作業指示 => 以下のデータのうち、「In the photo above, where can the balcony railing」を含む行から始めて「column 358, row 189」を含む行までを、両端の行も含めて一字一句変えずにそのまま書き写しなさい。

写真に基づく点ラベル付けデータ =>
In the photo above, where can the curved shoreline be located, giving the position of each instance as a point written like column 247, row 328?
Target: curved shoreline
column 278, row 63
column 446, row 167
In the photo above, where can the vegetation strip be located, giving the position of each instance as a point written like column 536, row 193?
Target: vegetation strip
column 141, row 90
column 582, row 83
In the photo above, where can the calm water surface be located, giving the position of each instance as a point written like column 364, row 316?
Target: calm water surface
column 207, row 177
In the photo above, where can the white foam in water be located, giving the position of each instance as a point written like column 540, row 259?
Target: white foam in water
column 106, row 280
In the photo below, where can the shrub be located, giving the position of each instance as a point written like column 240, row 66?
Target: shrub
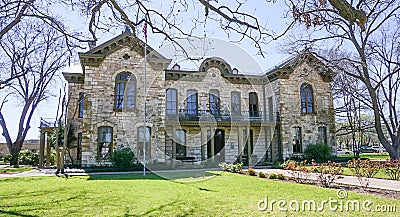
column 364, row 170
column 297, row 169
column 27, row 157
column 326, row 172
column 251, row 172
column 123, row 158
column 318, row 152
column 233, row 168
column 392, row 169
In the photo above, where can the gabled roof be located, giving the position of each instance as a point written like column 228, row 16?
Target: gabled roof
column 95, row 56
column 284, row 69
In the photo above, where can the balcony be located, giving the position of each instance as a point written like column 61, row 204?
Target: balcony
column 219, row 116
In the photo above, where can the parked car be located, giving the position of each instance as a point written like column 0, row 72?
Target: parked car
column 343, row 151
column 366, row 149
column 379, row 149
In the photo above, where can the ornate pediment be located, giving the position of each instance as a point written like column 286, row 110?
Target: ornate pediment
column 95, row 56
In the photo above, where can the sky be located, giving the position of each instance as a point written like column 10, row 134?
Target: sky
column 272, row 16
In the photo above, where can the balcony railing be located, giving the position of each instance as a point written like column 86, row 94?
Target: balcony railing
column 219, row 116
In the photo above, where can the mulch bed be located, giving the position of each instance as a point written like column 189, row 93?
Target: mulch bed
column 358, row 189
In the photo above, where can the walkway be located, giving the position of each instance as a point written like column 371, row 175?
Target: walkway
column 344, row 180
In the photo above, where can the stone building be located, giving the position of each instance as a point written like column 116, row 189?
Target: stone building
column 212, row 113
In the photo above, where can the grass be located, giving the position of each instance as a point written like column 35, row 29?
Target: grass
column 218, row 194
column 15, row 170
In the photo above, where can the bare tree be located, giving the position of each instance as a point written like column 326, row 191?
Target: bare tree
column 355, row 29
column 38, row 52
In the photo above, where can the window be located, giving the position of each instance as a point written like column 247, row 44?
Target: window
column 253, row 105
column 306, row 95
column 297, row 140
column 192, row 102
column 172, row 105
column 235, row 103
column 125, row 91
column 144, row 140
column 79, row 147
column 104, row 142
column 270, row 109
column 180, row 137
column 322, row 139
column 214, row 102
column 80, row 115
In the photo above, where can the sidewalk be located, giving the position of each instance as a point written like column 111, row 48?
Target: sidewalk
column 385, row 184
column 344, row 180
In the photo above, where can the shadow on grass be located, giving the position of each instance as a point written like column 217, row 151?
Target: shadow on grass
column 10, row 213
column 177, row 176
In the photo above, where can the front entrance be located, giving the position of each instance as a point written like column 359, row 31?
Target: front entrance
column 219, row 144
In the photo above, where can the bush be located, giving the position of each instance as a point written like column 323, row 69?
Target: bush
column 233, row 168
column 123, row 158
column 319, row 152
column 251, row 172
column 392, row 169
column 326, row 172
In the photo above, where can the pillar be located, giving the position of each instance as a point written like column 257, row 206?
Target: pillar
column 41, row 148
column 203, row 142
column 48, row 150
column 240, row 143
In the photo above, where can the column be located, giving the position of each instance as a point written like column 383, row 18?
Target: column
column 41, row 148
column 48, row 150
column 212, row 133
column 173, row 145
column 240, row 143
column 203, row 142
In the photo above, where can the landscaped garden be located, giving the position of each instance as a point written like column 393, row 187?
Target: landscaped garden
column 213, row 194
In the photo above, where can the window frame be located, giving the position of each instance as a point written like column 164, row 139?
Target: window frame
column 123, row 91
column 168, row 101
column 214, row 100
column 297, row 140
column 100, row 142
column 236, row 107
column 140, row 144
column 81, row 105
column 190, row 94
column 306, row 99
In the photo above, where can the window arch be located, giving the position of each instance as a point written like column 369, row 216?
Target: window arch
column 307, row 99
column 171, row 102
column 125, row 91
column 235, row 103
column 104, row 142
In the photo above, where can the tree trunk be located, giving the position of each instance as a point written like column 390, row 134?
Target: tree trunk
column 14, row 151
column 14, row 159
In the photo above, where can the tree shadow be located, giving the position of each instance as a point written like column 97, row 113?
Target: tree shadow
column 11, row 213
column 176, row 176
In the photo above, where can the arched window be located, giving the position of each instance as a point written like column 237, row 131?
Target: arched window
column 172, row 105
column 235, row 103
column 253, row 105
column 144, row 140
column 81, row 97
column 192, row 102
column 125, row 91
column 104, row 142
column 214, row 102
column 307, row 99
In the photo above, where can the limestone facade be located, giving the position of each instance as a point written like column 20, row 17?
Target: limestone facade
column 268, row 110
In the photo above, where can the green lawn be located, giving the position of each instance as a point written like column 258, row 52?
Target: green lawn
column 15, row 170
column 225, row 194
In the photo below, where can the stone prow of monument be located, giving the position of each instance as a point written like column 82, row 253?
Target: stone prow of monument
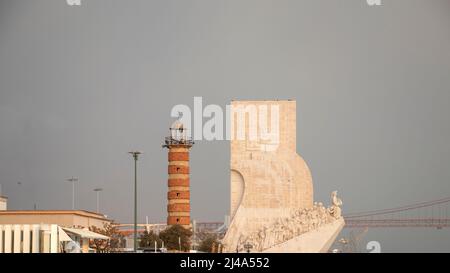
column 272, row 205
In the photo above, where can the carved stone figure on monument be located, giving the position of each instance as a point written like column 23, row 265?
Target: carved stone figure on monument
column 336, row 202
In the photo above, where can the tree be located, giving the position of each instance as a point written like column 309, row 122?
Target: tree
column 173, row 234
column 147, row 239
column 206, row 244
column 115, row 238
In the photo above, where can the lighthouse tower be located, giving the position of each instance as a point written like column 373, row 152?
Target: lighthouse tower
column 178, row 207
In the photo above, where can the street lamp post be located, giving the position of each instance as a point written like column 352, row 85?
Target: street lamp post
column 73, row 180
column 135, row 156
column 98, row 190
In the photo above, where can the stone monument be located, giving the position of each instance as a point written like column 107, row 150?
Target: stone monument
column 272, row 205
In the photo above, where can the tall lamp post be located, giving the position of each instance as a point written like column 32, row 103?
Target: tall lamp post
column 73, row 180
column 135, row 156
column 97, row 191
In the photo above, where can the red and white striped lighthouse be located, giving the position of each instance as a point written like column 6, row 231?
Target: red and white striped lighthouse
column 178, row 195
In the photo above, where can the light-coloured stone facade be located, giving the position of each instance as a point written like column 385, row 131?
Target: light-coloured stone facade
column 271, row 185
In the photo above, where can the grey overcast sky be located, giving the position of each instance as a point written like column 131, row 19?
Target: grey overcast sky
column 81, row 86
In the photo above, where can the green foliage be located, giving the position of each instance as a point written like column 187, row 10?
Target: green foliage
column 172, row 234
column 147, row 239
column 111, row 245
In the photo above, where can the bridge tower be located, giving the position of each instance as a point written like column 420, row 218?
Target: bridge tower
column 178, row 195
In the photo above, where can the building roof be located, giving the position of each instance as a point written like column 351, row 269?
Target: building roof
column 84, row 213
column 84, row 233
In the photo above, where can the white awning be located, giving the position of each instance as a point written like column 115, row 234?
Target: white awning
column 84, row 233
column 63, row 237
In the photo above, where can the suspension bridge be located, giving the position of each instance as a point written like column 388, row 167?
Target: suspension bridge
column 434, row 214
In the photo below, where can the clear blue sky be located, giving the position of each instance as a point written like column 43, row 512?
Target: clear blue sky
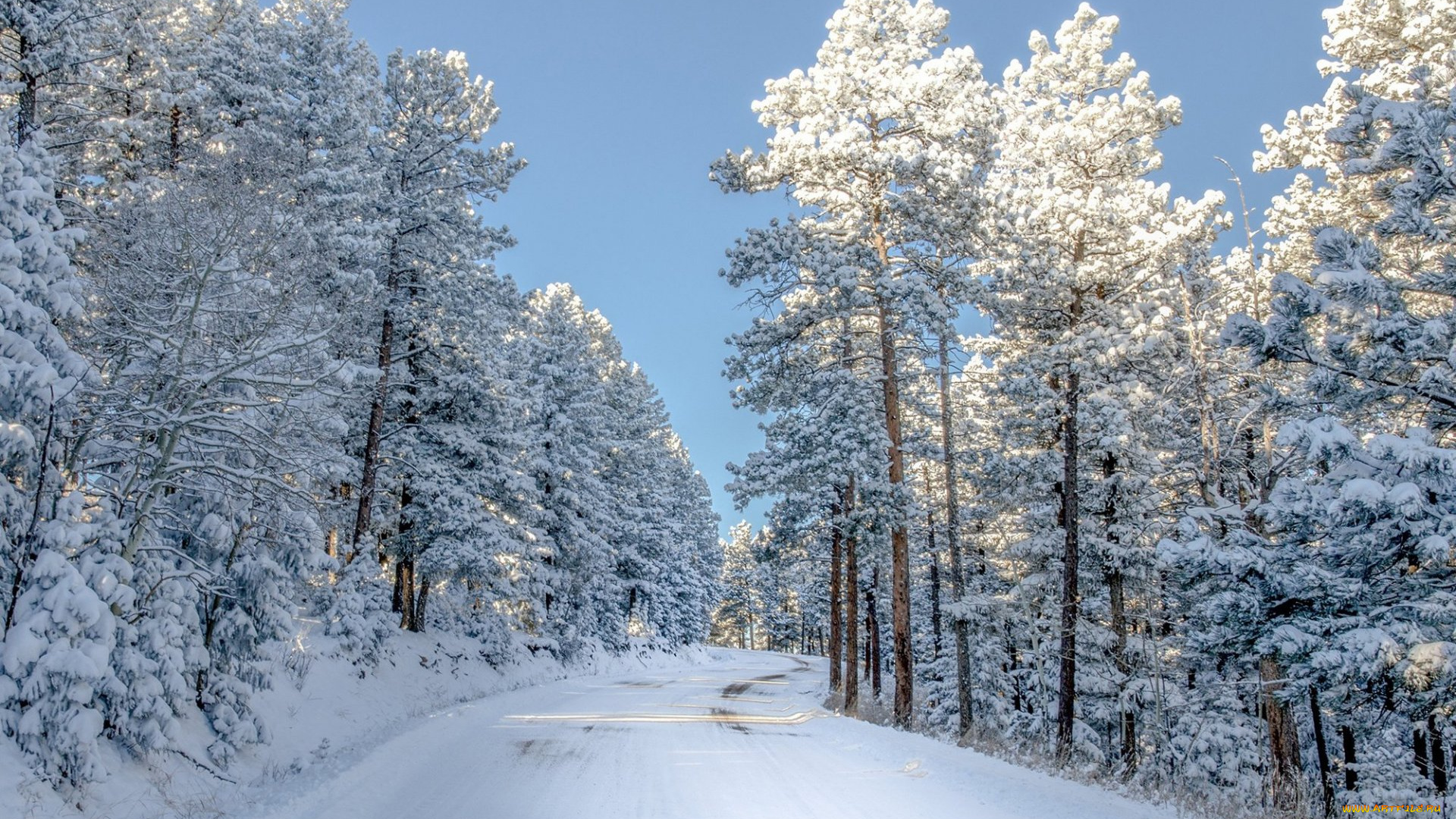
column 620, row 105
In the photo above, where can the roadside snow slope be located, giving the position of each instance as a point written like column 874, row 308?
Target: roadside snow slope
column 740, row 736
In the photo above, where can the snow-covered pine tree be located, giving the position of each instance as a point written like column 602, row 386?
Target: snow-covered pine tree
column 1079, row 290
column 436, row 174
column 867, row 140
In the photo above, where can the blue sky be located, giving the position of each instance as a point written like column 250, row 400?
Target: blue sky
column 620, row 105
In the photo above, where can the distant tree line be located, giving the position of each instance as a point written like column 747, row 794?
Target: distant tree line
column 1183, row 518
column 256, row 366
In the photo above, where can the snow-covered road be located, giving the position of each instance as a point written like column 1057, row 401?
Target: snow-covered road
column 743, row 736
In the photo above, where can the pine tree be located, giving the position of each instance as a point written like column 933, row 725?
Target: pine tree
column 865, row 140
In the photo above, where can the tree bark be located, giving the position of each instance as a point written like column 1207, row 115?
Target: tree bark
column 1117, row 601
column 935, row 595
column 1347, row 736
column 405, row 577
column 952, row 542
column 417, row 624
column 1071, row 523
column 28, row 118
column 1071, row 601
column 1285, row 765
column 1438, row 754
column 1327, row 787
column 1128, row 720
column 899, row 538
column 836, row 596
column 369, row 472
column 851, row 605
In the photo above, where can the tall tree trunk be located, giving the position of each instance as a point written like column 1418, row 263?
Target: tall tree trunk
column 1438, row 754
column 397, row 602
column 369, row 472
column 28, row 117
column 1347, row 739
column 836, row 595
column 406, row 592
column 952, row 542
column 1327, row 786
column 1285, row 765
column 851, row 605
column 899, row 538
column 935, row 595
column 1071, row 599
column 417, row 623
column 1117, row 601
column 873, row 659
column 1071, row 523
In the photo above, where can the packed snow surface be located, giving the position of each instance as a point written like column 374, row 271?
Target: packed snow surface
column 743, row 735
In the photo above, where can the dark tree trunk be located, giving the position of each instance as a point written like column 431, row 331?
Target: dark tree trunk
column 836, row 596
column 417, row 624
column 397, row 602
column 1347, row 739
column 899, row 538
column 1071, row 599
column 1438, row 754
column 369, row 469
column 28, row 117
column 935, row 594
column 952, row 541
column 1327, row 786
column 1285, row 765
column 405, row 577
column 851, row 607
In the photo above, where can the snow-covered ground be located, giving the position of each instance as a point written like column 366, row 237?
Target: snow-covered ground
column 325, row 713
column 740, row 735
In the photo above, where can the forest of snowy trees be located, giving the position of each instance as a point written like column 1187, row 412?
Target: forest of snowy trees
column 1184, row 516
column 255, row 368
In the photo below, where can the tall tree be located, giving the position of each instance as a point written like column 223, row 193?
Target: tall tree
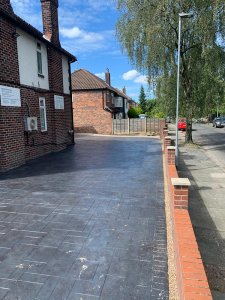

演習結果 =>
In the photo above, where can the balcony railing be located, giving the position of each instance as a point written like column 86, row 94?
Target: balcony railing
column 219, row 116
In the photo above, where can the mulch bed be located, giving the position of each instance as a point written like column 189, row 93?
Target: mulch bed
column 358, row 189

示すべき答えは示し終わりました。